* **Stated problem 1**
In the records below, report every line that contains the string "silhouette", copying each such line in full.

With stuctured data in the form of web services readily available, and clear protocols as to the use of a site's structured data, there will be a lot more interaction between sites and developers of sites.
Most importantly, web services will allow users and sites to become more alike and on more equal ground. This is a powerful change that is already upon us in the form of web sites like slashdot.org and early web services like Napster.
Re:... but are just a small step, not giant leap (Score:2)
Check out this recent W3C submission by HP called WSCL: http://www.w3.org/TR/wscl10/.
The XML Schema spec improved upon DTD in a big way (mainly by "xmlizing" the description and adding input and output data types). But it was not nearly enough. WSCL extends this API-describing capability by describing the entire architecture of an interactive web service.
Once services out there make use of WSCL things will get somewhat more interesting. Now I'm sounding like Linus in the pumpkin patch again...
- James
Forgotten the OMG already? (Score:2)
Perhaps that's why the "owners" joined the OMG, and later Sun's JCP? However, one company refused to participate in these efforts - I wonder who? If you can guess, congratulate yourself that you're more qualified than the author to write the next Web Services column!
SOAP != HTTP (necessarily) (Score:3, Informative)
From the Apache SOAP faq [apache.org]
The writers of the SOAP 1.1 protocol [http://www.w3.org/TR/SOAP/] note that: 'SOAP can potentially be used in combination with a variety of other protocols; however, the only bindings defined in this document describe how to use SOAP in combination with HTTP and HTTP Extension Framework'.
eg. you can transport SOAP via SMTP.
It WILL happen (Score:4, Insightful)
Its silly to presume the web will remain only as a document archive with rudimentary data exchange facilities.
This is the first step to really exposing APIs over the network in a truly heterogenous fashion. It will take time, there will be major failures, and there will be a lot of hype, but it will happen.
web services not replacing something (Score:2, Insightful)
Web services is not a way to build applications which are never intended to be accessed by other applications directly.
Ostriches (Score:1, Insightful)

* **Stated problem 2**
Set down the whole web services discussion above, word for word.

* **Provided entries**
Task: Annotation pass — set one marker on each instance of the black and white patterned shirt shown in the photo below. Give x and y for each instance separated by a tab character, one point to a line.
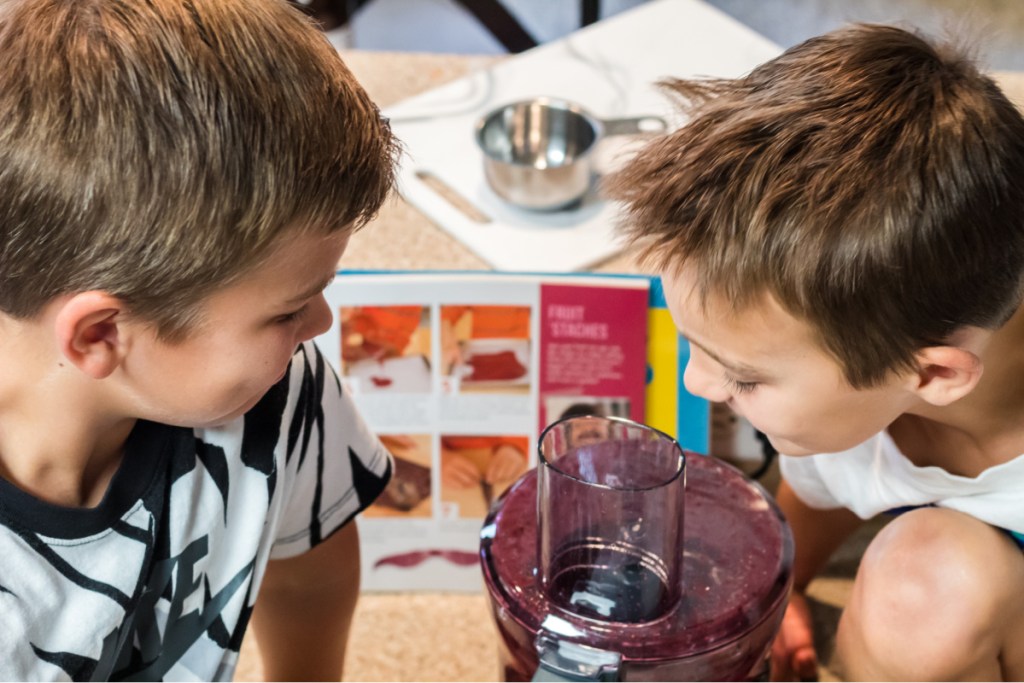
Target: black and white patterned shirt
159	581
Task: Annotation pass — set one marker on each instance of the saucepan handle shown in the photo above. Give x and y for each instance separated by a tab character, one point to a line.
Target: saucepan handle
634	125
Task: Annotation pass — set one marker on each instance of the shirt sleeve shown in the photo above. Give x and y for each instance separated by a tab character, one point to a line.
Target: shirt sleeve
334	466
805	478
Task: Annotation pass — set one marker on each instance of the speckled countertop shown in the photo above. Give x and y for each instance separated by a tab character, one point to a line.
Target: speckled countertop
401	238
450	637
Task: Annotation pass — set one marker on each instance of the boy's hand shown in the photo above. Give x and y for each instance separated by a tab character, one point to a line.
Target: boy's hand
793	655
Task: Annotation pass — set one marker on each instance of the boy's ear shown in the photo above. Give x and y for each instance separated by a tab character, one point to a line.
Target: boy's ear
89	332
945	374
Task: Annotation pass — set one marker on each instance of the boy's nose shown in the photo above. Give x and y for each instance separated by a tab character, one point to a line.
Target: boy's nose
318	321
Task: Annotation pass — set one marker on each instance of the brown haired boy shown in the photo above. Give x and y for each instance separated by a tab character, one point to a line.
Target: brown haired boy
177	181
841	235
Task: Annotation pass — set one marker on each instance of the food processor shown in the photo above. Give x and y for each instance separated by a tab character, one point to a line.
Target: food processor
622	557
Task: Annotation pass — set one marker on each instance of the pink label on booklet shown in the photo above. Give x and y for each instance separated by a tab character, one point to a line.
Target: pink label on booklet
593	351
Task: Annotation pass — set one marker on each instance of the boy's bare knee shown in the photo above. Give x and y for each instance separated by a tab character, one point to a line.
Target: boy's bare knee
933	599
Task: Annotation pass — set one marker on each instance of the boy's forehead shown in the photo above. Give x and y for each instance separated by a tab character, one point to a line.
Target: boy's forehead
761	328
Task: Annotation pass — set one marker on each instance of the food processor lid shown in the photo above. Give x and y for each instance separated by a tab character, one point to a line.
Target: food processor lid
737	556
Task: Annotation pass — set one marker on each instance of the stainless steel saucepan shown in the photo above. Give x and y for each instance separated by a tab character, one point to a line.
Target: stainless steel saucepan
537	153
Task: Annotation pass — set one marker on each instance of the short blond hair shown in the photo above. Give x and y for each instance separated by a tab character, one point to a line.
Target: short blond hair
156	150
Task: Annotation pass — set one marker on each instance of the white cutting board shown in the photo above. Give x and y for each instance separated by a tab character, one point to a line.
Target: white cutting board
610	69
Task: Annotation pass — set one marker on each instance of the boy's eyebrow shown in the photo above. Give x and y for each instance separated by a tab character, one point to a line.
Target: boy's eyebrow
313	291
737	368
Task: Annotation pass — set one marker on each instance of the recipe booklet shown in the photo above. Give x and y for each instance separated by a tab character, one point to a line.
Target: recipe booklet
459	373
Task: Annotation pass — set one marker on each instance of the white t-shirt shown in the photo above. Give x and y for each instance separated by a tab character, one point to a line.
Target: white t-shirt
159	581
876	477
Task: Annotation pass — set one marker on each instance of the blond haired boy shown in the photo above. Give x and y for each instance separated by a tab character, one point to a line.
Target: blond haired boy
177	181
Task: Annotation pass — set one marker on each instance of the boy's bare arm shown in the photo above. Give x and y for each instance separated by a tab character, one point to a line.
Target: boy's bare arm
304	610
816	532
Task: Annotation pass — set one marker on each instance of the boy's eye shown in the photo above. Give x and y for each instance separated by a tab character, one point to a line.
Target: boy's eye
291	317
741	387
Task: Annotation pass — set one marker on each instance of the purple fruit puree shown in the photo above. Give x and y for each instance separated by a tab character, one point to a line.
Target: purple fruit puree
737	554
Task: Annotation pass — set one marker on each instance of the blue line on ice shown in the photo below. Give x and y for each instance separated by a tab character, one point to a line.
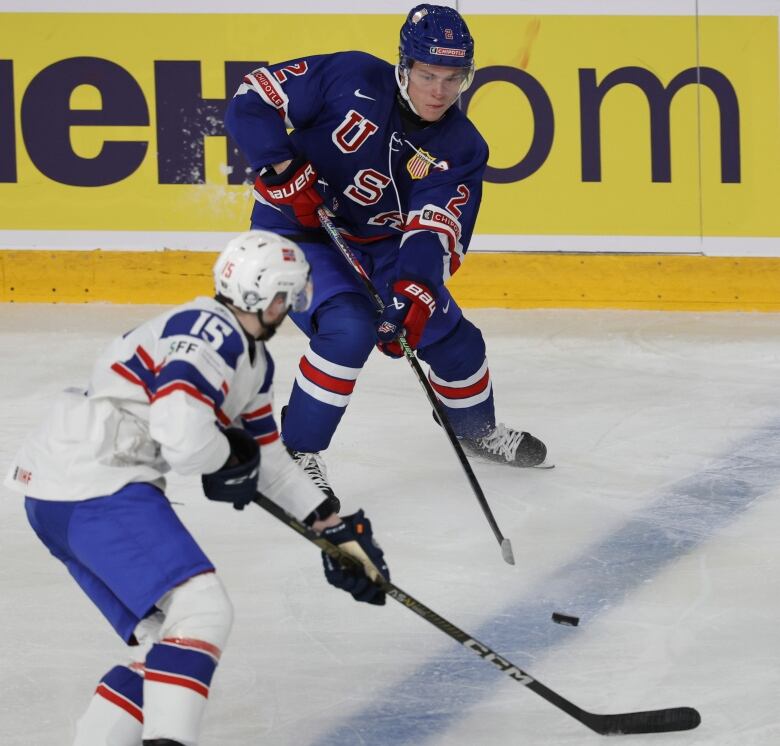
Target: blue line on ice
684	515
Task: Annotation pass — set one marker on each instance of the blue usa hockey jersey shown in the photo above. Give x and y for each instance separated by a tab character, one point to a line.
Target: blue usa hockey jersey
423	186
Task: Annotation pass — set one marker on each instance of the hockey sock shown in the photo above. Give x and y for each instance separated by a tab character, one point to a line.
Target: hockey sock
114	714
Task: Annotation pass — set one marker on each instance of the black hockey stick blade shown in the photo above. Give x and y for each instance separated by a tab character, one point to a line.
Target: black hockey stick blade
651	721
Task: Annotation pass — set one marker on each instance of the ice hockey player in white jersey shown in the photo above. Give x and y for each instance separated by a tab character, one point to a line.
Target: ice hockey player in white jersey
188	391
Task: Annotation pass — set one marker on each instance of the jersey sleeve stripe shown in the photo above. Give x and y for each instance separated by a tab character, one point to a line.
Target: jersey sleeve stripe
122	702
129	375
257	413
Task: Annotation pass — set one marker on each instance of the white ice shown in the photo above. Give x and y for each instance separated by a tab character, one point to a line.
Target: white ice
658	527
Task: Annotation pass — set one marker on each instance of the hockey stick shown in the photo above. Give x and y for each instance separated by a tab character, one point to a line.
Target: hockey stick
648	721
335	236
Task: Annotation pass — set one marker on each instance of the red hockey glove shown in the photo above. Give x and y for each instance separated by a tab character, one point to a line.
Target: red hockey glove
293	191
409	310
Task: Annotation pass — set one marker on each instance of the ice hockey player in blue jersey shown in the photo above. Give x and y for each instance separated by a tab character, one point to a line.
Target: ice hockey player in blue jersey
400	167
188	391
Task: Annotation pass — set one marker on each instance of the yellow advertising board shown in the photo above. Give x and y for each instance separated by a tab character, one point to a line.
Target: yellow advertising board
598	125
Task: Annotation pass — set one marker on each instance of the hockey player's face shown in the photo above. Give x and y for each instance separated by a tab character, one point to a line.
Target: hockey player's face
433	89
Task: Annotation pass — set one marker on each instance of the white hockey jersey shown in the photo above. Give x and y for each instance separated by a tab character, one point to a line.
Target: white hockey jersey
156	401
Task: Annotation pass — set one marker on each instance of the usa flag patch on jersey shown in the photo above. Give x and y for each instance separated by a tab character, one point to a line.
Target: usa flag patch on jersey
420	164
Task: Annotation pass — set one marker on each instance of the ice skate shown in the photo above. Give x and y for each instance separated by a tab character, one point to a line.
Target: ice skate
313	466
507	446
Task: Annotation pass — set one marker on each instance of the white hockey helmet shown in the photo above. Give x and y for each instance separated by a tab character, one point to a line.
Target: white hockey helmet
257	266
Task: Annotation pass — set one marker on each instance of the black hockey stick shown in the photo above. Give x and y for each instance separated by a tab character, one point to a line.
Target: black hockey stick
335	236
648	721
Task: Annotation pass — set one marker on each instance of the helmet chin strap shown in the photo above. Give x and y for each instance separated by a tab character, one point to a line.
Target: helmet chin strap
402	78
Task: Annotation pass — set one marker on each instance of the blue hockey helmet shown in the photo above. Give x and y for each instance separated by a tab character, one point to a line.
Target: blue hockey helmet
435	35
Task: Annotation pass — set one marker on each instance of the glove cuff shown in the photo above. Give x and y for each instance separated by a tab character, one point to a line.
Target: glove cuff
417	292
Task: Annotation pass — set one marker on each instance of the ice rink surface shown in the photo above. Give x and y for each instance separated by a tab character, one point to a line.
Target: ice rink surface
658	528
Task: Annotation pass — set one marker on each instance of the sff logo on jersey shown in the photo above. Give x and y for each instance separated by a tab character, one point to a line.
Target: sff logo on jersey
419	165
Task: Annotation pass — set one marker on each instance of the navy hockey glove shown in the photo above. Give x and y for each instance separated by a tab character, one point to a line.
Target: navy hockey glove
355	537
236	481
293	191
411	307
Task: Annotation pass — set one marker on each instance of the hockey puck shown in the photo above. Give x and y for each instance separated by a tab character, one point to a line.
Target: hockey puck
569	621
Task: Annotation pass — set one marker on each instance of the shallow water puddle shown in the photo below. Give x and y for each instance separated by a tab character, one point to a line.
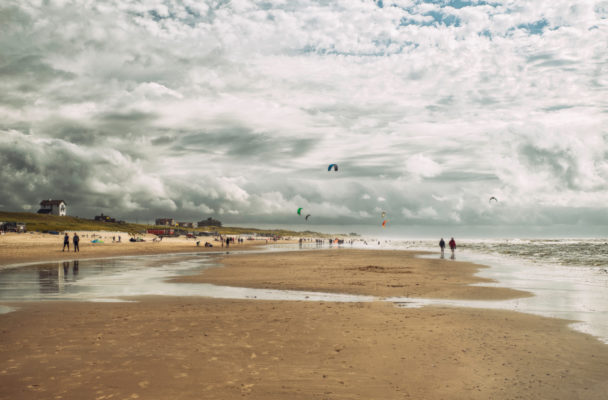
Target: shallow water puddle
113	280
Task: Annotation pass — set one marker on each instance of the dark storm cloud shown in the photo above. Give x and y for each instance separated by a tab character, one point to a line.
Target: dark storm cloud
242	143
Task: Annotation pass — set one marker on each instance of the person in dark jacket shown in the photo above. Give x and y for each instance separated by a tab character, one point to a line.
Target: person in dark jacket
66	242
76	240
452	244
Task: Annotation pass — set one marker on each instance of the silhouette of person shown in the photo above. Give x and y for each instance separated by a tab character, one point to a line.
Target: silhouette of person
452	244
66	242
76	240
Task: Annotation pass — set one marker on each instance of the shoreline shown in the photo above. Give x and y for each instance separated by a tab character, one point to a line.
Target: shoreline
191	347
25	249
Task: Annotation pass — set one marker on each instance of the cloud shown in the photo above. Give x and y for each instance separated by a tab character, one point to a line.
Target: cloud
236	108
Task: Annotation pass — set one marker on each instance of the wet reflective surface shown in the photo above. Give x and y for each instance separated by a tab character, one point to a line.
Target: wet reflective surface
569	292
121	278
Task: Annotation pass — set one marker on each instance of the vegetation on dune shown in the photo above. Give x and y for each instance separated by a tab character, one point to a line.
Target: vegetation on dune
45	223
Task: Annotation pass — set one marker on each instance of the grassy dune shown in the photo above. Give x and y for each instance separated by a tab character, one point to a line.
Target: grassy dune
41	222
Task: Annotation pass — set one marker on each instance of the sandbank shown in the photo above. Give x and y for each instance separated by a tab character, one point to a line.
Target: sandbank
200	348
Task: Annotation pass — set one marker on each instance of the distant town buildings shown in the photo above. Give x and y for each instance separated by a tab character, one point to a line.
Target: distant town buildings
171	222
104	218
165	221
53	207
19	227
209	222
187	224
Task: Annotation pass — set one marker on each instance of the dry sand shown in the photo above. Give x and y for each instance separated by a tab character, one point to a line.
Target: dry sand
197	348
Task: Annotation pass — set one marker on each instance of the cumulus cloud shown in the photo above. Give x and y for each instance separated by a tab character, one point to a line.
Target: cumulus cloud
195	109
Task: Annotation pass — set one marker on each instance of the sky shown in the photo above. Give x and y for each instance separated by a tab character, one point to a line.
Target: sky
234	110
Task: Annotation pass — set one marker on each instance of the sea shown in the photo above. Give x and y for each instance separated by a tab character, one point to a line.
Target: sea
568	277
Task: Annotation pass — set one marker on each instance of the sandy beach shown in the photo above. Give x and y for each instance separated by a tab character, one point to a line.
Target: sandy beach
194	348
36	247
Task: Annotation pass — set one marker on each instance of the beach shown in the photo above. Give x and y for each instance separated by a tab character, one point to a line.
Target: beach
160	347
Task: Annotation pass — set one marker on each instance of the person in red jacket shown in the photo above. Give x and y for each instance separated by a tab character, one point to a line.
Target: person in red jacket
452	244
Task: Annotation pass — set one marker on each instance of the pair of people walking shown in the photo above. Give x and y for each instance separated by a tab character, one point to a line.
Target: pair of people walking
451	243
75	241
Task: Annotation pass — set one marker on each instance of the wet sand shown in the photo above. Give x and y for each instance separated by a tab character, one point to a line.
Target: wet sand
37	247
194	348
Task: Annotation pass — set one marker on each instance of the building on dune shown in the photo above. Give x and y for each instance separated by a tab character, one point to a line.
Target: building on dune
187	224
209	222
53	207
104	218
165	221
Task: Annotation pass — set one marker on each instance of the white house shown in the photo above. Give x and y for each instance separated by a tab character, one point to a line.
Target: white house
53	207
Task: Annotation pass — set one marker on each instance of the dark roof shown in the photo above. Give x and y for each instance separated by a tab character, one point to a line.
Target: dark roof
51	202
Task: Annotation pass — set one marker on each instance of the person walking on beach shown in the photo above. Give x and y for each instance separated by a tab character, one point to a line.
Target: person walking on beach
66	242
452	244
76	240
442	246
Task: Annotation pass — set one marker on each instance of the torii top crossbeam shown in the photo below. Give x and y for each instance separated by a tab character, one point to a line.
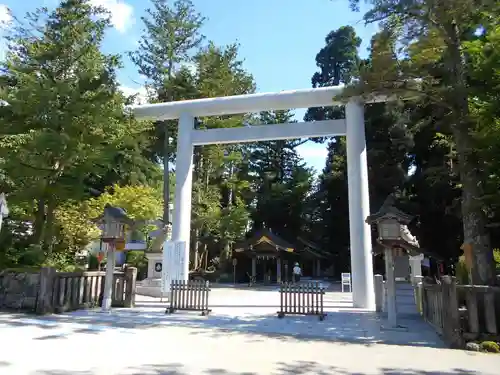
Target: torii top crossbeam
236	104
352	126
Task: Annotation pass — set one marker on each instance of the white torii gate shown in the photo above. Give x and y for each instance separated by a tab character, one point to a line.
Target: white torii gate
352	126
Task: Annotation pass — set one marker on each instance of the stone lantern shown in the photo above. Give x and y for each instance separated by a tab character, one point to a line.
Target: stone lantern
113	224
394	236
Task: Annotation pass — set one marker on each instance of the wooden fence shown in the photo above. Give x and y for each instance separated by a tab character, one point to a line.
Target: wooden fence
462	313
302	299
57	292
79	290
189	295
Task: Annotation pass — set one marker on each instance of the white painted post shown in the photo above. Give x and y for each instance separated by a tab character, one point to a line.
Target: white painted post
359	208
181	223
391	288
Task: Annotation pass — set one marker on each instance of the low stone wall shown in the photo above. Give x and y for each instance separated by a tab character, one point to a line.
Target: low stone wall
19	290
48	291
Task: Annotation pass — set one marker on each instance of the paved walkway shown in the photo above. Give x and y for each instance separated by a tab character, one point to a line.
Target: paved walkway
241	337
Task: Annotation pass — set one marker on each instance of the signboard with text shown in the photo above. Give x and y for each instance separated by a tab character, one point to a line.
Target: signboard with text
173	264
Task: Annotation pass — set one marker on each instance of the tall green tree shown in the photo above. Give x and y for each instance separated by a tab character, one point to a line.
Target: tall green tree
64	118
171	34
219	213
281	183
432	34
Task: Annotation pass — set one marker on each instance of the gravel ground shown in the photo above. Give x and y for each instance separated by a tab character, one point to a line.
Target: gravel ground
234	339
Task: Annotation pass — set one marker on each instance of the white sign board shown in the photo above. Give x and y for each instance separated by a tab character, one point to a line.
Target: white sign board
345	278
173	264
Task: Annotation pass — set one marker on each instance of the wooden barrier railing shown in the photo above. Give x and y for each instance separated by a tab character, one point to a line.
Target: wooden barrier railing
462	312
69	291
302	299
189	295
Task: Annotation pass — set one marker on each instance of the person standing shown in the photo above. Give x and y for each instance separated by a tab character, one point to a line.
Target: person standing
297	272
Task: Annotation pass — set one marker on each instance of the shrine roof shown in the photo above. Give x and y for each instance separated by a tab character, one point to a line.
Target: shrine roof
264	236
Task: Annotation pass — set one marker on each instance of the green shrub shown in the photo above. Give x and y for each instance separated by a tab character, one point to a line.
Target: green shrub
490	347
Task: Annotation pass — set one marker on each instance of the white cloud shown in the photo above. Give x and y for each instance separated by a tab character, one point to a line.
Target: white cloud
314	154
5	22
121	13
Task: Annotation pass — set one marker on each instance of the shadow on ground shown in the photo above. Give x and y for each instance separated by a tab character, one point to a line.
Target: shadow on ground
344	325
295	368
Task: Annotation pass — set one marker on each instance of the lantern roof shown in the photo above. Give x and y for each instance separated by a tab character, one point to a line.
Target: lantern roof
388	210
117	213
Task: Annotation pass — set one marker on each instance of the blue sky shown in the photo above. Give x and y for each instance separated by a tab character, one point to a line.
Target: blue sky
278	39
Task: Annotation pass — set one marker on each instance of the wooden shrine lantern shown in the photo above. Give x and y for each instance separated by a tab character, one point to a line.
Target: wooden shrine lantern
113	224
392	225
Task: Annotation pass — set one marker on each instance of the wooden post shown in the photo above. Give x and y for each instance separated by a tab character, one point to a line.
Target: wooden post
451	315
44	300
379	293
130	284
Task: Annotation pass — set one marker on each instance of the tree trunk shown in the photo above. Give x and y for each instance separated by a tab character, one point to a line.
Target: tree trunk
39	222
473	216
48	240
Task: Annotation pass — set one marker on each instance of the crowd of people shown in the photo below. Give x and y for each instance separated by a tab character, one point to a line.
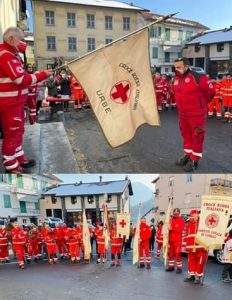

* **Solution 1**
Task: Annotation pass — set one marker on each instance of the silhouette of person shown in the photo above. Give x and y for each instance separated by a tab character, one point to a line.
Target: silhouette of person

* **Solution 2**
With stuctured data in the form of web services readily available, and clear protocols as to the use of a site's structured data, there will be a lot more interaction between sites and developers of sites.
Most importantly, web services will allow users and sites to become more alike and on more equal ground. This is a powerful change that is already upon us in the form of web sites like slashdot.org and early web services like Napster.
Re:... but are just a small step, not giant leap (Score:2)
Check out this recent W3C submission by HP called WSCL: http://www.w3.org/TR/wscl10/.
The XML Schema spec improved upon DTD in a big way (mainly by "xmlizing" the description and adding input and output data types). But it was not nearly enough. WSCL extends this API-describing capability by describing the entire architecture of an interactive web service.
Once services out there make use of WSCL things will get somewhat more interesting. Now I'm sounding like Linus in the pumpkin patch again...
- James
Forgotten the OMG already? (Score:2)
Perhaps that's why the "owners" joined the OMG, and later Sun's JCP? However, one company refused to participate in these efforts - I wonder who? If you can guess, congratulate yourself that you're more qualified than the author to write the next Web Services column!
SOAP != HTTP (necessarily) (Score:3, Informative)
From the Apache SOAP faq [apache.org]
The writers of the SOAP 1.1 protocol [http://www.w3.org/TR/SOAP/] note that: 'SOAP can potentially be used in combination with a variety of other protocols; however, the only bindings defined in this document describe how to use SOAP in combination with HTTP and HTTP Extension Framework'.
eg. you can transport SOAP via SMTP.
It WILL happen (Score:4, Insightful)
Its silly to presume the web will remain only as a document archive with rudimentary data exchange facilities.
This is the first step to really exposing APIs over the network in a truly heterogenous fashion. It will take time, there will be major failures, and there will be a lot of hype, but it will happen.
web services not replacing something (Score:2, Insightful)
Web services is not a way to build applications which are never intended to be accessed by other applications directly.
Ostriches (Score:1, Insightful)